== Texto de lectura ==
□ □ □ □

Opinión
La Ley de Universidades de Sánchez o el asalto político a los campus
La futura Ley de Universidades no está diseñada para los estudiantes, sino para los militantes, porque abona la agitación de los campus en detrimento de la excelencia. ¿Cómo no lo vamos a denunciar?
La majestuosa fachada de la Universidad de Salamanca, obra maestra del plateresco español, habla desde el silencio de sus piedras de la grandeza de la historia de España. Nuestro pasado no se entendería sin sus universidades. Estas instituciones milenarias han logrado sobreponerse a todo tipo de avatares a lo largo de más de diez siglos, porque se han mantenido esencialmente fieles a su misión: transmitir el saber, ensanchar las fronteras del conocimiento y promover el debate y el contraste de ideas en libertad. Pero el peligro de apropiación indebida y malversación del espíritu universitario ha estado siempre al acecho en ese largo recorrido, a veces con consecuencias aterradoras. Por ejemplo, en la Alemania nazi, buena parte de la élite académica -especialmente desde la Universidad Ruprecht Karl de Heidelberg- se volcó en el apoyo y la justificación del antisemitismo y la purificación racial. El pavoroso desenlace lo conocemos bien.
Ahora, en una universidad española, la Pompeu Fabra, el claustro le ha pedido al equipo directivo que prohíba el español dentro de sus órganos, así como en sus comunicaciones internas y externas, sin que nadie alce la voz en el conglomerado “Frankenstein”. Todo lo contrario, la impunidad para este tipo de acciones está servida, porque el Gobierno de la nación ha cocinado una nueva ley orgánica de universidades (LOSU) que allana el camino para la contaminación ideológica y el control político de los campus, tanto en Cataluña como en cualquier otra región de España.

□ □ □ □

== Datos sin procesar ==
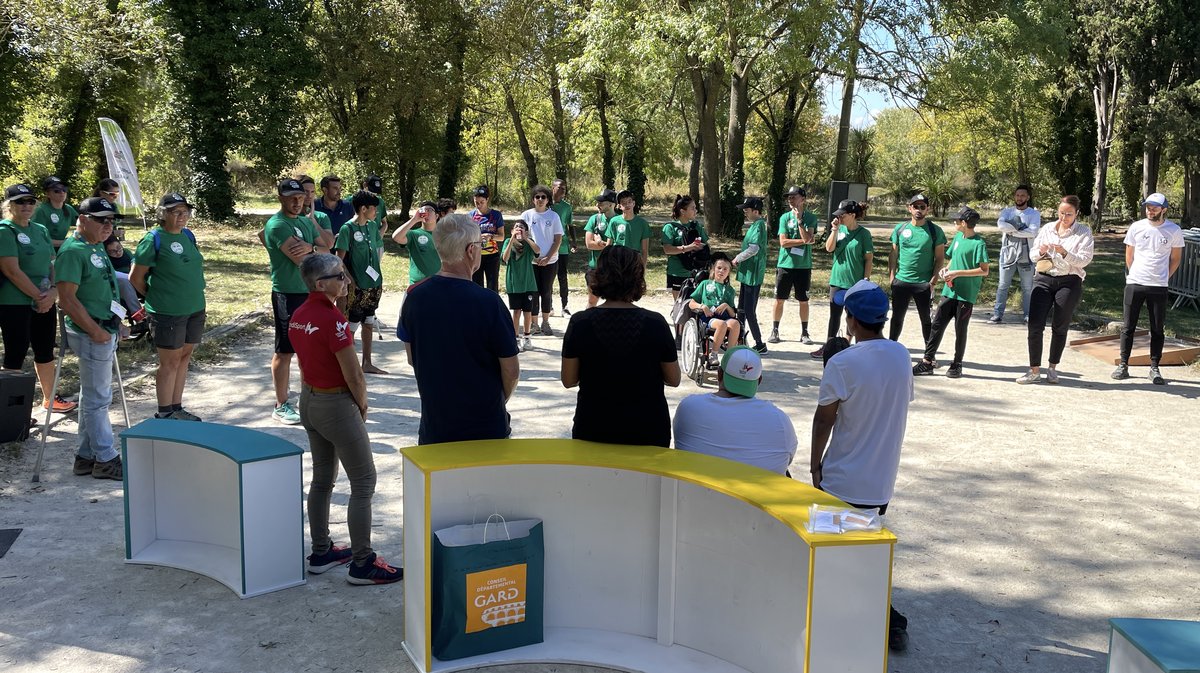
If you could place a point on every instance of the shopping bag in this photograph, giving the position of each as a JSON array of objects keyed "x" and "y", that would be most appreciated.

□ □ □ □

== Instrucciones de trabajo ==
1: Según el artículo sobre la Ley de Universidades, ¿qué le ha pedido el claustro de la Pompeu Fabra al equipo directivo?
2: Copia, por favor, el fragmento del artículo sobre la Ley de Universidades que empieza en "Ahora, en una" y termina en "región de España.", y sustituye "equipo directivo" por "rectorado".

== Tareas resueltas ==
1: Que prohíba el español dentro de sus órganos, así como en sus comunicaciones internas y externas.

2:
Ahora, en una universidad española, la Pompeu Fabra, el claustro le ha pedido al rectorado que prohíba el español dentro de sus órganos, así como en sus comunicaciones internas y externas, sin que nadie alce la voz en el conglomerado “Frankenstein”. Todo lo contrario, la impunidad para este tipo de acciones está servida, porque el Gobierno de la nación ha cocinado una nueva ley orgánica de universidades (LOSU) que allana el camino para la contaminación ideológica y el control político de los campus, tanto en Cataluña como en cualquier otra región de España.